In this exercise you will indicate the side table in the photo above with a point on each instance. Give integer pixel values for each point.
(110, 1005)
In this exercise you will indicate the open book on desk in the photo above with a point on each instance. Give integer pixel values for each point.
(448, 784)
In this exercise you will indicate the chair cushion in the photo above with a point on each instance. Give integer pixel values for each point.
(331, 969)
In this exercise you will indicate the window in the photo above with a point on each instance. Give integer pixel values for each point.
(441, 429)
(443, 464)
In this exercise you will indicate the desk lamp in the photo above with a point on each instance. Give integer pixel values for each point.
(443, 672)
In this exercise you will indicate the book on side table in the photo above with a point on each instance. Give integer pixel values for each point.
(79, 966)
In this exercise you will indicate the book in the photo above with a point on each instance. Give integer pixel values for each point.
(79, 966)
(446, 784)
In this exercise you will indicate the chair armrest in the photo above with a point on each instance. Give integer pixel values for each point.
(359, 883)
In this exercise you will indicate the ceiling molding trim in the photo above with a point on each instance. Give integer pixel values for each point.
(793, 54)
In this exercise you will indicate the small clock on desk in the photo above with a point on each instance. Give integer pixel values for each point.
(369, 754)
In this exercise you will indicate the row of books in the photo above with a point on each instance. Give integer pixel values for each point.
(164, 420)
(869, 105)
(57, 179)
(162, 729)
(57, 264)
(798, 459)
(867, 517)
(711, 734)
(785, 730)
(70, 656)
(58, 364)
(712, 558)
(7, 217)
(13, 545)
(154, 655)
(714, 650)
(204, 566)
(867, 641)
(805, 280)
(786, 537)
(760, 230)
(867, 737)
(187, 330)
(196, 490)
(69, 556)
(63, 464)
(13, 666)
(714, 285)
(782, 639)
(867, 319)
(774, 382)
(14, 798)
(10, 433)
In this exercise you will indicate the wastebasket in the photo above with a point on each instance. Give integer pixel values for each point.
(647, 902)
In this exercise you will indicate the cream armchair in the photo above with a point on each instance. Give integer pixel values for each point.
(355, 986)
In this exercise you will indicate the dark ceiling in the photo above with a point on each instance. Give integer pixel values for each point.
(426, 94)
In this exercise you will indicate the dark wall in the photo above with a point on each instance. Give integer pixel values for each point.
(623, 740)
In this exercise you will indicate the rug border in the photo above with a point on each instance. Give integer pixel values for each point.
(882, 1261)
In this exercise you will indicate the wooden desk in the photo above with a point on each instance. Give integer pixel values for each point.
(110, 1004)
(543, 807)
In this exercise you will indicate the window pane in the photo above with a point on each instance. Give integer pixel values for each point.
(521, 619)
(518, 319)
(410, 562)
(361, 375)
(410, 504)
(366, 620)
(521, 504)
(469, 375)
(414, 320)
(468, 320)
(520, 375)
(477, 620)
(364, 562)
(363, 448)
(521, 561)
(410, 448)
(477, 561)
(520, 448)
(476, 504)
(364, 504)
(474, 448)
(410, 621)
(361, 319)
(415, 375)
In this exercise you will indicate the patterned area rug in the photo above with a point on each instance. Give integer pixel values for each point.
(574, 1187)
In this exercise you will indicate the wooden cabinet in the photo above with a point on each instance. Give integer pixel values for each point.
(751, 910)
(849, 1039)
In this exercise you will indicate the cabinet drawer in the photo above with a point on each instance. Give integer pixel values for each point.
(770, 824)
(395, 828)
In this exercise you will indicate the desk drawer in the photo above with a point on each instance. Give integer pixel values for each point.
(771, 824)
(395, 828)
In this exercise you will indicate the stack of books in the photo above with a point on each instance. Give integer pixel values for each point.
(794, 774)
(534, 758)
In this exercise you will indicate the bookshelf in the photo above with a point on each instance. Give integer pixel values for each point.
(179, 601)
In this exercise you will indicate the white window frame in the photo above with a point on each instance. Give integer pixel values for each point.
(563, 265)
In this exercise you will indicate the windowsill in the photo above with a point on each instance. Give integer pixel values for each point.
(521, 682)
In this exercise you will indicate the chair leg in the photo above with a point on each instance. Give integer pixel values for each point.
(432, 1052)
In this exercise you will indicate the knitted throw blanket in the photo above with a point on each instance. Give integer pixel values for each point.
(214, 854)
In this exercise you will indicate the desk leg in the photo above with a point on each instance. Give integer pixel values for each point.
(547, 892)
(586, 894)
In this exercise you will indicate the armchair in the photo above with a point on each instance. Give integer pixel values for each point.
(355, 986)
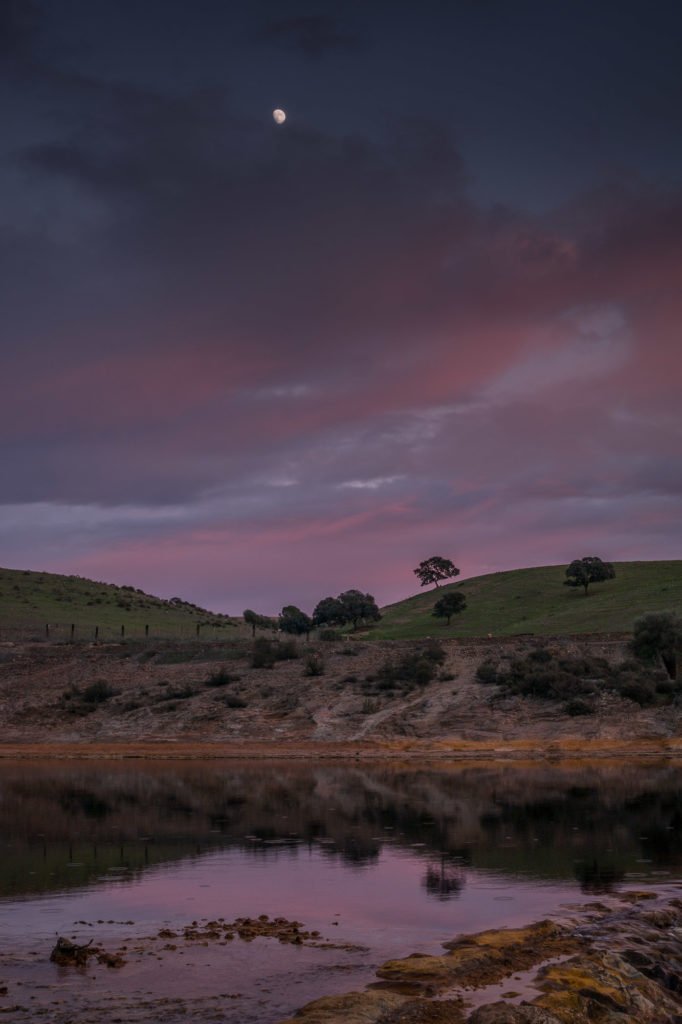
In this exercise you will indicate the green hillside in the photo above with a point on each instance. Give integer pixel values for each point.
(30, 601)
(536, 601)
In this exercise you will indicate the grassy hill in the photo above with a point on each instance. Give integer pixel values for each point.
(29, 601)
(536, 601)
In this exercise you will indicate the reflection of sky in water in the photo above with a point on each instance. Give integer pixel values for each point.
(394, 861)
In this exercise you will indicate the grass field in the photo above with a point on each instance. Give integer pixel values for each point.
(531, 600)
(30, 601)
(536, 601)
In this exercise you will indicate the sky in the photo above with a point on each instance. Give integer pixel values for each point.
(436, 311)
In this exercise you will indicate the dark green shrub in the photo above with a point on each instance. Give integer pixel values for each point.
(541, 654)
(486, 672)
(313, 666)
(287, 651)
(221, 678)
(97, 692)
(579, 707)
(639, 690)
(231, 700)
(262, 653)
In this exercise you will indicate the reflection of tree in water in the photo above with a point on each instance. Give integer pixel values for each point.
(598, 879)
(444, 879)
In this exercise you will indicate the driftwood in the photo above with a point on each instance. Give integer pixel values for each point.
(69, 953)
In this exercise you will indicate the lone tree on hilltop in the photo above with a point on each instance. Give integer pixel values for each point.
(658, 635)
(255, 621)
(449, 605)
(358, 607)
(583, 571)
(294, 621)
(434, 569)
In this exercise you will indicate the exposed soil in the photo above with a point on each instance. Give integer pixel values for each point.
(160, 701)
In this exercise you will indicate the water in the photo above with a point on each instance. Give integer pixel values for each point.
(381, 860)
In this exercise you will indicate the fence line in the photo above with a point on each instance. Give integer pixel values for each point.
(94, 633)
****************
__What you need to do__. From the first line to the last, repeat the entries exactly and leave out the pictures.

__Task output__.
In this exercise you will indicate the side table in the photo above with a point on each instance. Give integer pixel values for each point.
(110, 1005)
In this exercise you will indicate the open book on desk in the photo above with a point on each instance. Give integer pixel values for each point.
(448, 784)
In this exercise you will indicate the chair cushion in the photo above with a point on each instance. Give integer pixel values for each point.
(331, 969)
In this exercise you will indicate the window in the photo above with a point on each instance. Give integer pixel values for each point.
(441, 429)
(443, 464)
In this exercise you will indicate the desk lamp in the photo above with a point on each instance. Give integer pixel values for each point.
(443, 672)
In this exercise you will indicate the book on side table in the photo above with a point on each instance. Give integer pixel values for each point.
(79, 966)
In this exercise you will indicate the book in the photo above with a point on each instance. Give integer pixel values for each point.
(79, 966)
(446, 784)
In this exercise you will indicate the chair armrest in the photo above with a point on each instance. Give integer pixel values for each point.
(359, 883)
In this exercise you will indicate the ceiling molding trim in the photo above with a point on each instance. Give integer pixel values for each point.
(793, 54)
In this exercise you will indicate the small clock on desk in the photo above with a point on each instance. Give integer pixel values for each point.
(369, 754)
In this exercise you will indicate the row of books in the photo above with a point on each instance. Give integer pixel values for each point.
(164, 420)
(869, 105)
(57, 179)
(162, 729)
(57, 264)
(798, 459)
(867, 517)
(711, 734)
(785, 730)
(70, 656)
(58, 364)
(712, 558)
(7, 217)
(13, 545)
(154, 655)
(714, 650)
(204, 566)
(867, 641)
(805, 280)
(786, 537)
(760, 230)
(867, 737)
(187, 330)
(196, 490)
(69, 556)
(63, 464)
(13, 666)
(714, 285)
(782, 639)
(867, 319)
(774, 382)
(14, 798)
(10, 433)
In this exercise you will indicate the wastebasket in the photo above with a point on each instance. Give integer pixel values for each point.
(647, 902)
In this exercise you will indicate the cream armchair in the photo above with a point on each instance. Give integer pixel values for each point.
(355, 986)
In this exercise you will indicate the dark ceiling in the photo above with a point on each instance. Give integer pixel values for each point.
(426, 94)
In this exercise you will indicate the dark wall in the photo above with a point on each instance. Give integer pixel values for each point.
(623, 740)
In this exercise you will indicate the rug border in the photo above with a point on each instance. Give integer pixel values for each point.
(882, 1261)
In this exercise you will indicate the wooden desk in the photo above with a point on each instance. Give integer pixel values for each point.
(110, 1004)
(543, 807)
In this exercise you will indicate the window pane in the photo above with a point on each instance. Give integer pixel values for each point.
(521, 619)
(518, 319)
(410, 562)
(361, 375)
(410, 504)
(366, 620)
(521, 504)
(469, 375)
(414, 320)
(468, 320)
(520, 375)
(477, 620)
(364, 562)
(363, 448)
(521, 561)
(410, 448)
(477, 561)
(520, 448)
(476, 504)
(364, 504)
(474, 448)
(410, 621)
(361, 319)
(415, 375)
In this exercise you will indicate the patterned area rug in the photo above with a point on each instance. Give integer pixel values for each point.
(574, 1187)
In this exercise you will indicate the wooden cabinet in the photo above with a point on each instance. Give integer pixel values for each point.
(751, 910)
(849, 1039)
In this exercise you will indicate the cabinet drawer in the photo above with a point on each instance. Give integer pixel values for each point.
(770, 824)
(395, 828)
In this exercise you will indicate the desk drawer in the photo above with a point on each instance. Give integer pixel values for each point.
(771, 824)
(395, 828)
In this exercise you will indicate the stack of books in the photo above with a point on each instance. Give integer pixel values for each point.
(794, 774)
(534, 758)
In this exercise you will indicate the bookshelf in the photo above with a point on each instance. Give integer pixel values for each point.
(179, 601)
In this exercise you will indicate the white window frame in the photo above with a point on each instance. Give integer pixel values for each point.
(563, 265)
In this exercise you will indicate the windowsill in the photo above with a point on each instance. Give integer pixel values for each point.
(521, 682)
In this exercise you will indicate the chair leg in the photo above with a point on each instance. Give integer pixel values for each point.
(432, 1052)
In this exercise you will indicate the knitted throw blanket in the photo above with a point on each instance. Give integer pixel values for each point.
(214, 854)
In this exercise you will indicate the desk leg in the photo above with a point on each instance. Give integer pixel values for each point.
(547, 892)
(586, 894)
In this exercise you will indicate the armchair in the photo above with a point on each instance. Give integer pixel values for each point.
(355, 986)
In this exercise you will indicate the green hillside in the photo above with a point on each instance. Give integer pixel values for each point.
(30, 601)
(536, 601)
In this exercise you will indicate the grassy hill in the photo above with a point on each instance. Give integer pixel values for each point.
(29, 601)
(536, 601)
In this exercise you will indicate the reflection of sky in water in the photo above with a point on each instance. Give integer pixel values for each point.
(394, 861)
In this exercise you will indicate the grass field in the photo above with a point on each instance. Give integer pixel values for each point.
(531, 600)
(30, 601)
(536, 601)
In this exercise you will indicate the sky in the photo above with a point on each instance. Give integer pixel values for each point.
(436, 311)
In this exercise you will indicate the dark green shrub in the photo above with a point on each instance. Give integer pixel values for each point.
(541, 654)
(486, 672)
(313, 666)
(287, 651)
(221, 678)
(97, 692)
(579, 707)
(639, 690)
(231, 700)
(262, 653)
In this exercise you will indicate the reflection of tree in water in the photo above with a point on each instance. Give integer pixel values for each point.
(598, 879)
(444, 879)
In this exercise you will indicate the driftwood in the photo above with a point on each instance. Give integer pixel values for each point.
(69, 953)
In this exercise you will indicate the lone tree on hilltop in the photo above with a point on each instance. Give integer pixel values for each point.
(658, 635)
(255, 621)
(449, 605)
(358, 607)
(583, 571)
(294, 621)
(434, 569)
In this exercise you will indicate the exposed soil in the photo above with a point on each instance. Give integer pixel values for each point.
(160, 701)
In this exercise you will indicate the water in the photo above with a point on each instance. Give integer pixel values for each point.
(381, 860)
In this exercise you will indicate the fence line in the photo above with a point on each instance. Give integer pixel values for each point.
(94, 633)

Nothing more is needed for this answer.